### Source document

Electronic Thesis and Dissertation Repository

Thesis Format

Integrated Article


Master of Science


Epidemiology and Biostatistics


Mathews, Maria


Recruiting and retaining family physicians (FP) in rural communities has been an ongoing issue in Canada and other developed nations. The objective of this thesis was to analyze the long-term contribution that Memorial University medical graduate FP make to the physician workforce in Newfoundland and Labrador (NL). We found that 47% of our sample ever worked in NL, 15% ever worked in rural NL and 58% who ever worked in NL stayed for at least 10 years. Being from NL was a predictor of working in NL for at least 5 years and 10 years, respectively. Doing at least some residency at MUN was a predictor of working in rural NL. The study supports policies that encourage the admission of NL students to undergraduate and post-graduate medical programs at Memorial University. Future research should examine retention of Memorial University graduate specialists.

Summary for Lay Audience

In Canada, approximately 75% of individuals who do not have a regular family physician live in rural/remote communities. Medical schools are an important resource to increase rural physician supply. For this reason, a number of medical schools, including Memorial University of Newfoundland (MUN) in Newfoundland and Labrador (NL), have implemented a variety of initiatives to attract, train and support rural physicians. Despite these initiatives, rural physician shortages and high physician turnover persists in NL.

Prior research indicated that MUN has substantially contributed to the physician supply in NL, graduating 55.4% of the workforce in 2014. It has also found that students with rural hometowns and students who complete rural residency programs are more likely to enter rural practice. These studies, however, only provide information on the recruitment or short-term retention factors of the NL physician workforce. Therefore, it is important to understand the retention or long-term contribution that MUN family physicians make to the physician workforce.

######

**Problem details**
Copy the passage of the thesis page starting at "Prior research indicated" and ending at "the physician workforce.".

### Listed records

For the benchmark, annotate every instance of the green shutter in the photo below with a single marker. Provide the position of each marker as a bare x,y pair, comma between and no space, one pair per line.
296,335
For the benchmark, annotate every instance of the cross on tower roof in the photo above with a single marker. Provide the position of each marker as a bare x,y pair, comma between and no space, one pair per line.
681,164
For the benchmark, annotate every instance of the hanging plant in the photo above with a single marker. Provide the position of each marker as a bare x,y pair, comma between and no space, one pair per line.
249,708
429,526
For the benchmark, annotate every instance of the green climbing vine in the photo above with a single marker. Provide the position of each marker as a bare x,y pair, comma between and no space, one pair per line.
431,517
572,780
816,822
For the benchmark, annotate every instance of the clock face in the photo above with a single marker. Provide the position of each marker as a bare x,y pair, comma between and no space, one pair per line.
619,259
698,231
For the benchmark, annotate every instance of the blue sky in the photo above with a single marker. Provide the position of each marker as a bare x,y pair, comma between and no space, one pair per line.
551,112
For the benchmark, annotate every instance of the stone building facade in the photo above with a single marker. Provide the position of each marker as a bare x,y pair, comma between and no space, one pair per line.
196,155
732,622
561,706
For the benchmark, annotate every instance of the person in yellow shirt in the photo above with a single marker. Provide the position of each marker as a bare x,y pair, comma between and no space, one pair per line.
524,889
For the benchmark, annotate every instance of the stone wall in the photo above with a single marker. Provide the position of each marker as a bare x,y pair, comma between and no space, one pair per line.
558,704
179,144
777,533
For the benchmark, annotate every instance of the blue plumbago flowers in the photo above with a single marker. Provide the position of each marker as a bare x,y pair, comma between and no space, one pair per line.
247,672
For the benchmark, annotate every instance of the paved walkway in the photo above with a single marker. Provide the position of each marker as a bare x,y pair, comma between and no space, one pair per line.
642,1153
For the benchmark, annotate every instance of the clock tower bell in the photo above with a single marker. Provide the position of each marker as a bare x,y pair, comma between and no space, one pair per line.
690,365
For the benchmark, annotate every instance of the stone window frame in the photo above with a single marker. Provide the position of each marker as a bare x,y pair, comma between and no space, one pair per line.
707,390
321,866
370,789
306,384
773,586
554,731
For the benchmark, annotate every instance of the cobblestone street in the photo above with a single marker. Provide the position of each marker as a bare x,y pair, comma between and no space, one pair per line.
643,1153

######

**Expected output**
Prior research indicated that MUN has substantially contributed to the physician supply in NL, graduating 55.4% of the workforce in 2014. It has also found that students with rural hometowns and students who complete rural residency programs are more likely to enter rural practice. These studies, however, only provide information on the recruitment or short-term retention factors of the NL physician workforce. Therefore, it is important to understand the retention or long-term contribution that MUN family physicians make to the physician workforce.